___ 抜粋本文 ___

論理病……ビジネススクールに通うロジカルモンスターたちが聞けば、血相変えて怒り狂いそうなタイトルです。
さて、なにゆえこの本はこんなタイトルを冠することとなったのか。
そして、「詭弁を学ぶことの効能」とは何なのか。
同書の序文を覗いてみましょう。
第一に、詭弁を学ぶことで、相手の詭弁に騙されなくなる、
というのは多くの人が思いつくことであろうが、
これは間違いである。
少なくとも、半分は間違いである。
相手の詭弁に騙されることはマイナスであろうが、
騙されないことはまだマイナスでない、ゼロの状態にすぎない。
そんな消極的なものは効能の名に値しない。
だからここでは、より積極的に、次のように言い換えよう。
「詭弁を学ぶことで、相手の用いた詭弁を自らの議論の武器にすることができる」と。
第二に、したがって、詭弁を学ぶことで、
それを用いて議論の相手を翻弄することができる、
という考えも間違いである。
詭弁を学べば、詭弁を使うようになるのではなく、
むしろ安易に詭弁など使えなくなる。
自分が相手の詭弁を見分けられるようになったため、
逆にこちらが詭弁を使っても、すぐに見破られるのではないかと恐れてしまうからだ。
読者の中には、議論に強くなりたいと思って、本書を手に取った方もおられるだろう。
だが、その議論に強くなりたいとは、
例えば芸人が同業者をイジるときのように、
喋りの反射神経だけで相手を手玉に取るような議論がしたいわけではないだろう。
ただ議論に強くなりたいのではなく、
思考力そのものを高めて議論に強くなりたいはずである。
詭弁を学ぶことは、この思考力の向上に役立つ。
なぜなら、詭弁を研究、勉強することで、
人間がものを考えるときの本質的な「癖」のようなものが見えてくるからである。
これが詭弁を学ぶことの、第三の――そして最も重要な――効能である。
ビジネススクールはロジカルシンキングにたいそうな信仰を持ちますが、
ロジカルだけでは辿り着けない境地がある、
といったところでしょうか。
相手の詭弁の裏をかき、
自分が詭弁を用いるのを自制し、
人間に備わった思考の癖を明らかにする。
詭弁を学ぶことには、こんな効能がある、というわけですね。
詭弁に騙される人は、
単に馬鹿だから騙されるのではなく、
人間の思考が、そのようなものを受け入れてしまう癖をもっているから騙されるのである。
詭弁の型① 多義あるいは曖昧の詭弁
というわけで、実際の詭弁の例を見ていきましょう。
詭弁の呼吸・壱の型は「多義あるいは曖昧の詭弁」と呼ばれるものです
(これが本当の「噓柱」、といったところでしょうか)。
「多義あるいは曖昧の詭弁」は次のように定義されています。
議論(論証)中に現れる言葉が複数の意味で使用されることにより、
また何を指すのかが判然としないまま用いられることによって、
議論に不正を生じさせる詭弁のこと
このままでは意味がとりにくいですね。
もう少し見てみましょう。

___ 記録データ ___

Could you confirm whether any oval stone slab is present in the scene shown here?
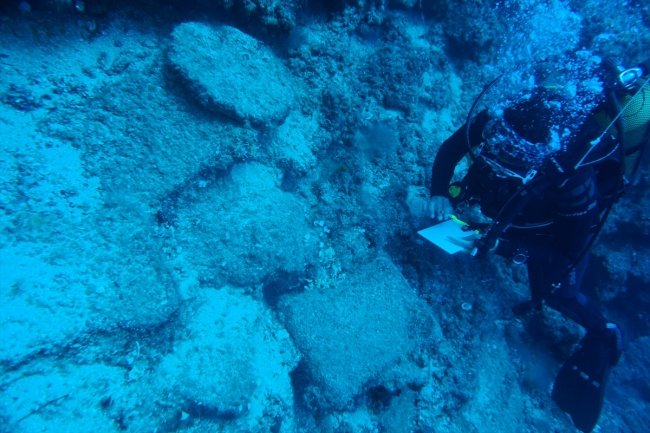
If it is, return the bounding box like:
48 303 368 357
168 22 294 125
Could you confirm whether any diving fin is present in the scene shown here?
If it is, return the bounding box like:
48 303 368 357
552 323 622 433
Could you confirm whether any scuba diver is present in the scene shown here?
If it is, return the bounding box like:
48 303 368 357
428 52 650 432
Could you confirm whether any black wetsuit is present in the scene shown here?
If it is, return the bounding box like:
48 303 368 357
431 115 607 330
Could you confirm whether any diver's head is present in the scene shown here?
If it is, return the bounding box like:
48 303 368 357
468 52 604 178
482 87 566 176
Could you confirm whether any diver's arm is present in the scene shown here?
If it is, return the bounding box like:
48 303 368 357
430 111 487 197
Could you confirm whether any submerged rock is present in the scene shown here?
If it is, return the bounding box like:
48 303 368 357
281 258 435 410
171 163 317 287
168 22 294 125
159 287 299 432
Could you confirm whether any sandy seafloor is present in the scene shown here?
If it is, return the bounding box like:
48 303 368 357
0 1 650 433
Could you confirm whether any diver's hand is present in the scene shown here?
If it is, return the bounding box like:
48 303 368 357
449 231 481 255
427 195 454 221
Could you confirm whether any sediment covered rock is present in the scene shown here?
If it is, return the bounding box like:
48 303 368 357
168 22 294 125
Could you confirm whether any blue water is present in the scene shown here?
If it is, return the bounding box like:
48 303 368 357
0 0 650 433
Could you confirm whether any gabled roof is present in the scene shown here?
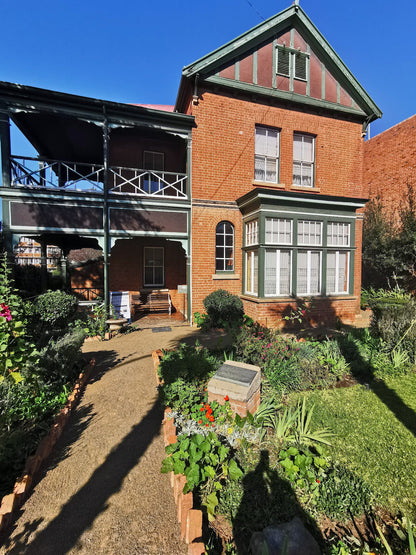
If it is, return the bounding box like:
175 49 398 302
175 5 382 121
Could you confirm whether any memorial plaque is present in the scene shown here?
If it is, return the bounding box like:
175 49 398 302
215 363 257 385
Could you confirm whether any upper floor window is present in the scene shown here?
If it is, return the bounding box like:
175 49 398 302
276 45 309 81
254 125 280 183
215 222 234 272
293 133 315 187
246 220 259 247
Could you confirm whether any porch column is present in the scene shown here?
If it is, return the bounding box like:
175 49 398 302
103 106 110 317
40 237 48 293
0 106 13 253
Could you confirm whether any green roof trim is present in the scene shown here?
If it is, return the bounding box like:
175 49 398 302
175 5 382 121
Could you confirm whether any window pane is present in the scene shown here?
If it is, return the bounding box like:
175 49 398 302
309 252 321 295
279 251 290 295
302 135 314 162
297 251 308 295
255 127 267 154
266 158 277 183
264 250 277 295
293 135 302 160
254 156 266 181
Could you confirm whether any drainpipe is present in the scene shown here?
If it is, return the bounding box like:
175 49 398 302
103 105 110 318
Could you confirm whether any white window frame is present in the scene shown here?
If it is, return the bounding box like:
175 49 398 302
326 250 351 295
297 220 323 247
215 220 235 273
254 125 280 183
296 249 323 297
276 44 309 83
143 247 165 287
292 131 316 189
327 222 351 247
246 220 259 247
263 249 293 297
245 249 259 297
265 217 293 245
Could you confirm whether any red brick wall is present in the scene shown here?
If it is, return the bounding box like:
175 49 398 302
192 87 363 325
363 115 416 209
192 92 363 201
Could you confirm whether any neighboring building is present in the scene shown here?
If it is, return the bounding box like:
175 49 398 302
0 4 381 325
363 115 416 211
14 237 61 270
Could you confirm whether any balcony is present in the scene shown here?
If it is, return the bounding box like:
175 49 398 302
10 156 188 199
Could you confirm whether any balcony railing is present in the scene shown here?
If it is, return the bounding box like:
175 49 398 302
10 156 187 198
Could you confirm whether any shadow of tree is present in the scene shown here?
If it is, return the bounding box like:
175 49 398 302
232 450 323 555
3 402 162 555
336 328 416 436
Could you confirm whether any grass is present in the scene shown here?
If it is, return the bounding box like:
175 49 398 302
298 374 416 520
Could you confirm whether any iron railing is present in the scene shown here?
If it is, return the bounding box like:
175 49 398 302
10 156 187 198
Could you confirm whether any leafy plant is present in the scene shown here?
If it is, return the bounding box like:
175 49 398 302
161 432 243 520
203 289 244 328
316 465 372 521
279 447 328 493
0 255 38 383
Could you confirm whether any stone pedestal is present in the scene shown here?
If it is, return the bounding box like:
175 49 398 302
208 360 261 416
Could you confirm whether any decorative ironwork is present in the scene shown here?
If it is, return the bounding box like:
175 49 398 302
109 167 187 198
10 156 187 198
10 156 104 193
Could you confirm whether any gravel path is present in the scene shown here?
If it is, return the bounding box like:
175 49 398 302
0 322 202 555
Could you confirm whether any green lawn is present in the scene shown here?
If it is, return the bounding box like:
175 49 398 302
300 374 416 519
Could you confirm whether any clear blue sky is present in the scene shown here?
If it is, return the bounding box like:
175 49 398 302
0 0 416 148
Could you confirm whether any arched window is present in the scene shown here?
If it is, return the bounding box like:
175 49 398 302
215 222 234 272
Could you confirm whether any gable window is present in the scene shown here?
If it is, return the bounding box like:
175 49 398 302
143 247 165 287
215 222 234 272
276 45 309 81
254 125 280 183
293 133 315 187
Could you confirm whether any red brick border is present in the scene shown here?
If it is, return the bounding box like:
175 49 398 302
152 349 205 555
0 359 95 533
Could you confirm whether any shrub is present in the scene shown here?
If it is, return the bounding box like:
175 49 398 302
370 297 416 360
203 289 244 328
30 330 85 385
158 343 218 384
316 466 372 521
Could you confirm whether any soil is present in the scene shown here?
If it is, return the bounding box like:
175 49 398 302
0 318 218 555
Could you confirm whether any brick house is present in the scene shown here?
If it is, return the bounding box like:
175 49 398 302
0 3 381 326
363 115 416 210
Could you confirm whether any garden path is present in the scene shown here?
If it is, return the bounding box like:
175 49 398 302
0 319 221 555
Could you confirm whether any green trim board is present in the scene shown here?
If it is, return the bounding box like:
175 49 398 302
237 189 365 302
175 5 382 121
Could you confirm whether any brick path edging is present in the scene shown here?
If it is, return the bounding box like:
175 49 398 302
152 349 205 555
0 359 95 533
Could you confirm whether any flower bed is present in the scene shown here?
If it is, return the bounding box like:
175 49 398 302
153 326 412 555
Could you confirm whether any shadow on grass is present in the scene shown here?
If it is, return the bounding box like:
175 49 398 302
6 402 162 555
336 328 416 437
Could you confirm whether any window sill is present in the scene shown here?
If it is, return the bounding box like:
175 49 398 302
253 181 285 189
290 185 321 193
212 272 240 279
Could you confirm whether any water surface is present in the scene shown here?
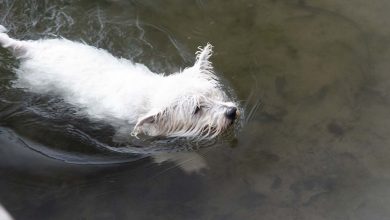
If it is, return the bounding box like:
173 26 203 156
0 0 390 220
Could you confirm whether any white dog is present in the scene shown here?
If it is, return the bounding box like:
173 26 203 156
0 25 239 139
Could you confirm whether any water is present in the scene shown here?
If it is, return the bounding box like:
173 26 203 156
0 0 390 219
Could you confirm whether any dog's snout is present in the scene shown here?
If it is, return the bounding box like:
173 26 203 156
225 107 237 120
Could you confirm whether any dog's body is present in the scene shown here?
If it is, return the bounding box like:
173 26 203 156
0 26 238 138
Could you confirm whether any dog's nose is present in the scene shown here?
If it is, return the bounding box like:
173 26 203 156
225 107 237 120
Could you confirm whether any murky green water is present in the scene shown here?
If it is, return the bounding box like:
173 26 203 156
0 0 390 220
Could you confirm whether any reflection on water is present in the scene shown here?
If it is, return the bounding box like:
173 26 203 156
0 0 390 219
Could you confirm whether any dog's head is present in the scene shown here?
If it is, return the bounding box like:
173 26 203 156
132 44 240 139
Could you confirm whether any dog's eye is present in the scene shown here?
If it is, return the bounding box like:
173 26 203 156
194 106 201 115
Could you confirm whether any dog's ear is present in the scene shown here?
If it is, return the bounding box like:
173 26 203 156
194 43 213 73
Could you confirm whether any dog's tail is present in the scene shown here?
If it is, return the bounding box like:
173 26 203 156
0 25 26 57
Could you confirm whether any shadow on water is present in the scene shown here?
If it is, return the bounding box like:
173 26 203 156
0 0 390 220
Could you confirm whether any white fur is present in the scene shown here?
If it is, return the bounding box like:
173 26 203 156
0 25 235 138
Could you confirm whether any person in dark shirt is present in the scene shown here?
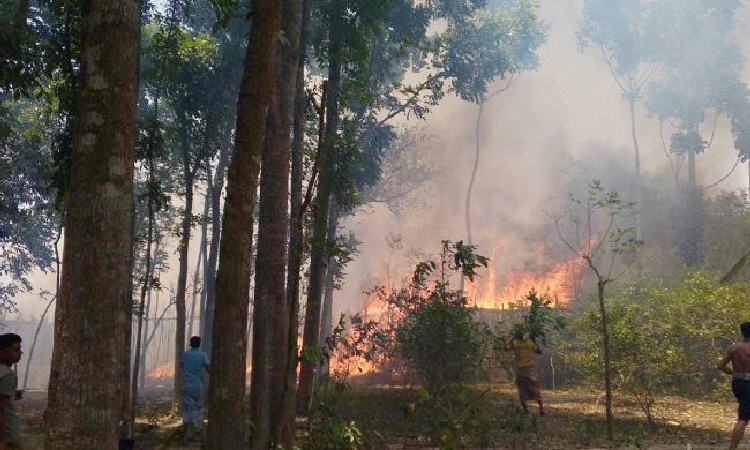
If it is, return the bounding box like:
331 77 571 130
180 336 209 437
0 333 23 450
717 322 750 450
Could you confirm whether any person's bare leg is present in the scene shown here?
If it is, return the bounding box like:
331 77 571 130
518 388 529 412
729 420 747 450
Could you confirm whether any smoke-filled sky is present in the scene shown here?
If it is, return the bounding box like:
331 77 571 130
337 0 750 311
10 0 750 316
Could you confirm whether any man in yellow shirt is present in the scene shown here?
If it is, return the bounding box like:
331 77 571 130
510 329 544 416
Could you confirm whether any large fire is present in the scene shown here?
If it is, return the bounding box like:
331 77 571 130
148 240 583 383
464 241 583 309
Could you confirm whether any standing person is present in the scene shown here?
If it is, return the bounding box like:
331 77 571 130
510 327 544 416
184 336 209 440
0 333 23 450
716 322 750 450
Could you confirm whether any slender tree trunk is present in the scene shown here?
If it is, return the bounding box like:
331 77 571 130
281 0 314 442
21 296 56 391
318 198 339 350
44 0 140 450
464 100 484 245
138 268 155 387
297 0 344 416
128 142 158 430
198 156 214 342
250 0 301 450
206 0 281 450
201 143 230 355
458 99 484 296
21 220 65 391
629 96 643 277
139 234 161 386
172 134 194 412
597 278 614 441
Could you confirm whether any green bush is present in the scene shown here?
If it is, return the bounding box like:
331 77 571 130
558 272 750 419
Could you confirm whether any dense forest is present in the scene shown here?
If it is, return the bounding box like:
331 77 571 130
0 0 750 450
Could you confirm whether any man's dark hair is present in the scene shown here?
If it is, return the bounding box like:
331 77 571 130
0 333 21 350
740 322 750 339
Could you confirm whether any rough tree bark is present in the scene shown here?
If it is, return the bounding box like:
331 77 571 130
206 0 281 450
250 0 300 450
44 0 140 450
250 0 301 450
172 116 195 412
318 198 339 352
282 0 316 442
128 125 159 430
629 95 643 276
201 142 231 356
597 277 614 441
297 0 343 416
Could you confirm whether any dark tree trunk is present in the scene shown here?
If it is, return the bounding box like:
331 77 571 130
250 0 301 450
201 142 230 356
597 278 614 441
318 198 339 352
172 129 194 411
44 0 140 450
196 156 214 342
282 0 314 442
297 0 343 416
206 0 281 450
629 96 643 276
128 136 158 430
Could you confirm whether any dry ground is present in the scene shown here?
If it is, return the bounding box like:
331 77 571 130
11 385 750 450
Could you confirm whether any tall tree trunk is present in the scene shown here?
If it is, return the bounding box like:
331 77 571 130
128 139 158 430
172 131 194 412
21 221 65 391
318 198 339 352
250 0 301 450
198 156 214 342
297 0 344 416
201 142 231 356
138 267 155 387
688 150 698 187
281 0 314 442
629 96 643 276
139 234 161 386
458 98 484 296
464 100 484 245
206 0 281 450
44 0 140 450
120 192 138 430
597 278 614 441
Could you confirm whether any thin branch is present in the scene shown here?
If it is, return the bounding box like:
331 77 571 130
659 120 680 189
550 215 584 257
599 45 628 93
591 213 615 258
698 111 719 150
484 72 516 102
703 156 742 191
378 72 445 125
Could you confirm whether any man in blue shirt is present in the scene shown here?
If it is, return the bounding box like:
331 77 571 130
180 336 209 436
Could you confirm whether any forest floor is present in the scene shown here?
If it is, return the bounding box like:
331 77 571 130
11 385 750 450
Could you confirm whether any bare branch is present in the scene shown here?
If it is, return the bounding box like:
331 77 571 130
703 156 742 191
659 120 680 189
550 215 585 258
378 72 445 125
591 212 615 258
484 72 516 102
698 111 719 150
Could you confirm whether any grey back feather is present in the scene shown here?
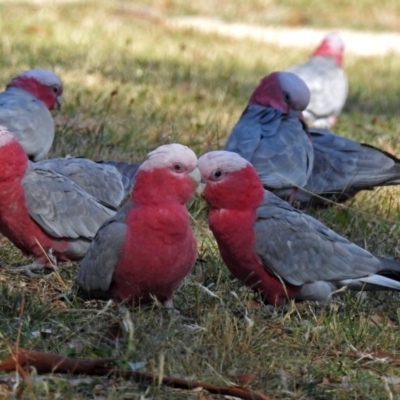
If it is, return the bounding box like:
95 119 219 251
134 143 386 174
22 163 115 239
296 128 400 205
37 157 138 209
75 201 133 298
225 104 314 190
288 55 348 127
254 192 381 286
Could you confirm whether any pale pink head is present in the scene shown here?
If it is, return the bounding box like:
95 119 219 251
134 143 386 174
6 69 63 110
249 72 310 114
132 143 200 204
312 32 344 67
198 151 264 209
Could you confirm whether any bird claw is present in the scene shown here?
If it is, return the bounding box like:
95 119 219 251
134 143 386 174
0 260 45 278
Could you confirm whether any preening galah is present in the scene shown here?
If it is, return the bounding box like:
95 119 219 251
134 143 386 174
0 126 115 273
288 32 348 128
198 151 400 305
295 128 400 208
225 72 314 200
36 157 139 209
75 144 200 307
0 69 63 161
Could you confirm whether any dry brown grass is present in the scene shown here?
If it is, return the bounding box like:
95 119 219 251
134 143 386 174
0 0 400 399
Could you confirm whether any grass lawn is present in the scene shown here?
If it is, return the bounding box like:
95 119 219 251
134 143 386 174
0 0 400 400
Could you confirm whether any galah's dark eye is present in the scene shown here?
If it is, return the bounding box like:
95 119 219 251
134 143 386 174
283 92 290 102
211 169 224 181
172 163 185 173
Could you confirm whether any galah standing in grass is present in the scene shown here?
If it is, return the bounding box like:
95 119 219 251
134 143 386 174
225 72 314 202
295 128 400 208
36 157 139 209
75 144 200 307
198 151 400 305
288 32 348 128
0 69 63 161
0 126 115 274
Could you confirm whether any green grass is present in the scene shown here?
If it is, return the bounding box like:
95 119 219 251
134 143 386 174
0 0 400 399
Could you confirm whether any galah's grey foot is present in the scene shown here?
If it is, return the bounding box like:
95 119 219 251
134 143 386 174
0 260 45 278
288 188 298 205
163 299 180 315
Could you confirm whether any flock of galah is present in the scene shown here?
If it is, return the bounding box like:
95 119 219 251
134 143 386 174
0 33 400 307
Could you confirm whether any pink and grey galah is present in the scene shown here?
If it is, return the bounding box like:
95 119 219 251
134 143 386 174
225 72 314 200
198 151 400 305
0 69 63 161
287 32 348 128
36 157 139 210
75 143 200 307
0 126 115 274
295 128 400 208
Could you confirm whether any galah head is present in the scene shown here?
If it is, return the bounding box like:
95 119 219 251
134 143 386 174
312 32 344 67
198 151 264 210
132 143 200 204
6 69 63 110
0 125 28 182
249 72 310 114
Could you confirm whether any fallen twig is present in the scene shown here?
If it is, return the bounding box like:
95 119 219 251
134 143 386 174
0 349 269 400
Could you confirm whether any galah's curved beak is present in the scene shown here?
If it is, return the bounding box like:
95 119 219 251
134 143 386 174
196 182 206 196
56 94 64 110
188 167 201 185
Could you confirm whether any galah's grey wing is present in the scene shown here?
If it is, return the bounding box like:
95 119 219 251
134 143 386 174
288 56 348 122
96 160 140 195
37 157 135 209
0 88 54 161
75 206 129 298
22 163 115 239
224 105 265 162
254 192 381 286
296 128 400 202
251 111 314 190
225 104 313 189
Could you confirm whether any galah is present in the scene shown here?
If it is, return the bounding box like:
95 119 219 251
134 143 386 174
36 157 139 209
0 126 115 274
225 72 314 200
75 143 200 307
295 128 400 208
198 151 400 305
287 32 348 128
0 69 63 161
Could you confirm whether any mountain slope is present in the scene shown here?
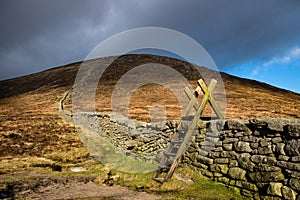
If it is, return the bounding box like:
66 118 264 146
0 55 300 156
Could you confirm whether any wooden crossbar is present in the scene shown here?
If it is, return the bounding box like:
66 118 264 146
153 79 224 183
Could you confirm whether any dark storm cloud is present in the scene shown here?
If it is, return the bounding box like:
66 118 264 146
0 0 300 79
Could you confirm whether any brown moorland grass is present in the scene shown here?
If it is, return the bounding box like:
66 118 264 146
0 55 300 198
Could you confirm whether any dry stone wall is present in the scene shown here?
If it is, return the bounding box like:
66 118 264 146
183 119 300 199
61 101 300 199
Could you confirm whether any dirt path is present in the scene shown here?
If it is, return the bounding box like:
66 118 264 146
16 182 161 200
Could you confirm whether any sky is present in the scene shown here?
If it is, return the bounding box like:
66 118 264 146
0 0 300 93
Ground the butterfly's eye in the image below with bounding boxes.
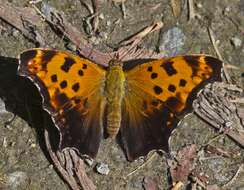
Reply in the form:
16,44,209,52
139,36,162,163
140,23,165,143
59,80,68,89
60,57,76,73
51,74,58,82
151,73,158,79
153,85,163,95
78,69,84,76
72,82,80,92
168,84,176,92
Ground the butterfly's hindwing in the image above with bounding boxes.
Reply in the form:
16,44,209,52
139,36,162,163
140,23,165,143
121,55,222,160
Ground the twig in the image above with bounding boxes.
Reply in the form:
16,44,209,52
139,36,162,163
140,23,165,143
171,181,184,190
222,164,244,189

___

#### 練習問題:
A. 記録のうち、「Could you confirm whether any large」を含む行から始まり「0 0 750 450」を含む行で終わる部分について、「slender」を「thin」に置き換えて更新し、その範囲だけをほかは変えずに示してください。
B. 詭弁についての文章を、途切れたところから書き進めてください。
詭弁についての文章と記録は、それぞれ出典が異なります。

#### 想定解答:
A.
Could you confirm whether any large fire is present in the scene shown here?
If it is, return the bounding box like:
331 77 571 130
148 240 583 383
464 241 583 309
Could you confirm whether any standing person is present in the scene shown here?
If it is, return the bounding box like:
331 77 571 130
510 327 544 416
184 336 209 440
0 333 23 450
716 322 750 450
Could you confirm whether any thin tree trunk is present in the scene shown here?
If it is, return the bounding box like:
331 77 571 130
281 0 314 442
21 296 56 391
318 198 339 350
44 0 140 450
464 100 484 245
138 268 155 387
297 0 344 416
128 142 158 430
198 156 214 342
250 0 301 450
206 0 281 450
201 143 230 355
458 99 484 296
21 220 65 391
629 96 643 277
139 234 161 386
172 134 194 412
597 278 614 441
Could you confirm whether any green bush is present in the scene shown here?
If it is, return the bounding box like:
331 77 571 130
558 272 750 419
Could you confirm whether any dense forest is present in the scene shown here?
If it is, return the bounding box like:
331 77 571 130
0 0 750 450

B.
「多義あるいは曖昧の詭弁」について、『論理病をなおす!』ではこんな事例が挙げられています。
教師はジュースではなく水のようであるべきだ。
ジュースは美味しいが、生きていくには必ずしも必要ではない。
水はジュースほど美味しくはないが、水がなくては生きてはゆけない。
この議論が、多義あるいは曖昧の詭弁に陥っていることは明白である。
三文目の
「水はジュースほど美味しくはないが、水がなくては生きてはゆけない」
で「水」という言葉が二回現れるが、
最初の「水」が無色・無味・無臭のいわゆる「真水」のことであるのに対し、
次の「水」は「水分」一般を指している。
一文の中に出てくる「水」という言葉を二度出しながら、それぞれを違った意味で使っている点が詭弁だ、というわけですね。
ただし同書は一方で、注意書きをしておけば「詭弁だ」と言われるのを避けることができるともしています。
多義は、多義の語を一義であるかのごとく用いた場合にのみ詭弁となるのであって、「ある意味で」を付けていればその一義でないことは公然である。
これを踏まえれば、「水はジュースほど美味しくはないが、水がなくては生きてはゆけない。」は次のように言い換えると詭弁ではなくなります。
水はジュースほど美味しくはないが、水分としての「水」がなくては生きてはゆけない。
不寛容の原理:「多義あるいは曖昧の詭弁」の応用
相手の議論が複数の意味で理解されるとき、
「相手の不利になるよう解釈すること」を、
「不寛容の原理」と呼んでいます。
これまでに扱ってきた多義あるいは曖昧の詭弁は、
論者が自らの議論の中で、同じ語を多義に使用することによって発生するものであった。
が、これ以外に、相手の議論中に現れる言葉が多義的であることに乗じ、
相手の意図したであろうことを無視して、
なるたけそれを不合理で馬鹿げた意味に解釈し、
それによって相手の議論全体を葬り去ろうとする
――あるいはこちらの主張に有利なように変質させてしまう
――ような詭弁がありうる。
不寛容の原理の例として、「足を挫いて歩けない」と言う人に対し、
その人がちょっとでも歩いている様子を見て、
「歩けるじゃないか!」と咎めることが挙がっています。
「相当な無理をしないと、歩くことができない」状態の人に対して、
「歩けるじゃないか!」と指摘し、
相手を嘘つき呼ばわりする……これは不寛容だ、というわけですね。
同様に、腕をギプスで固めている怪我人が、筋肉だけで石膏を爆発させたとしても、その様子を見て、
「怪我なんてしていないじゃないか!」
と咎めるのも不寛容というものでしょう。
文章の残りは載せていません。